Passage to read.
┌────────

Chapter 4 — Introduction to Estimation Theory

Companion material for Chapter 4. Covers classical and Bayesian parameter estimation, MLE, MAP, MMSE, the Cramér–Rao bound, regression, and hypothesis testing.

§ 4.1 Embedding in Statistics

Parameter Estimation Setup

Diagram showing the two directions: probability (model → data) vs. statistics (data → model).

Excursion: Plato’s Allegory of the Cave

Wikipedia

Practice Questions

Practice questions for this section →

§ 4.3 Parameter Estimation

Confidence Intervals

→ Interactive Notebook: Elementary Interval Estimation

Build a confidence interval for the mean of an exponential random variable with the 68–95–99.7 rule, then resample to confirm that ~95% of the 95% intervals contain the true mean.

Practice Questions

Practice questions for this section →

§ 4.4 Maximum Likelihood Estimation

MLE in Action

→ Interactive Notebook: Iris ML Classification

Maximum-likelihood classification on Fisher’s Iris data set, with class-conditional densities as likelihoods and ML decision regions for one and two features.

Excursion

🎥 Bayesian reasoning about coin flips — the MLE and MAP perspectives on the same estimation problem.

→ Interactive Notebook: Gaussian ML — Mean & Variance

Estimate a Gaussian’s mean and variance from N measurements by sweeping a “hypothetical world” for each parameter and tracing the resulting likelihood.

§ 4.5 Bayesian Estimation

Did the sun explode?

└────────

Problem set.
**A.** Swap "Chapter 4" for "Chapter 5" in the estimation theory chapter page, and write out the passage from "Chapter 4 —" up to and including "(data → model).".
**B.** Carry on the estimation theory chapter page after its last line.
You will not need the material for this work.

Data lines.

┌────────

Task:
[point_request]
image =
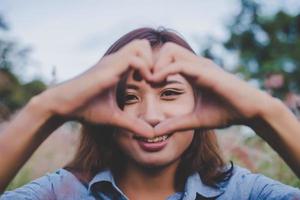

└────────

Responses per task.
**A.**
Chapter 5 — Introduction to Estimation Theory

Companion material for Chapter 5. Covers classical and Bayesian parameter estimation, MLE, MAP, MMSE, the Cramér–Rao bound, regression, and hypothesis testing.

§ 4.1 Embedding in Statistics

Parameter Estimation Setup

Diagram showing the two directions: probability (model → data) vs. statistics (data → model).

**B.**
Late one night a detector beeps: the Sun has exploded. Should you believe it? Reasoning about a hidden cause from an observation is exactly the job of Bayesian inference. Define two binary events:

E — the Sun has exploded (complement \lnot E: it is intact);
V — the Sun is visible in the sky (complement \lnot V: it is not).

What links the hidden state of the world E to the thing we can actually observe, V, is the likelihood — the conditional probability \mathbb{P}(V \mid E). Laid out over the two states of the world (columns) and the two possible observations (rows), it forms a 2\times 2 table. Each column sums to 1: fixing the state of the world, the Sun is either visible or not.

	E: Sun exploded	\lnot E: Sun intact
V: Sun visible	\mathbb{P}(V \mid E)	\mathbb{P}(V \mid \lnot E)
\lnot V: not visible	\mathbb{P}(\lnot V \mid E)	\mathbb{P}(\lnot V \mid \lnot E)

A sky-watcher scanning a cloud-streaked sky. When the Sun is *not* visible, an everyday cause — nightfall or a passing cloud — is a far more likely explanation than catastrophe. Image: NASA’s Scientific Visualization Studio (public domain).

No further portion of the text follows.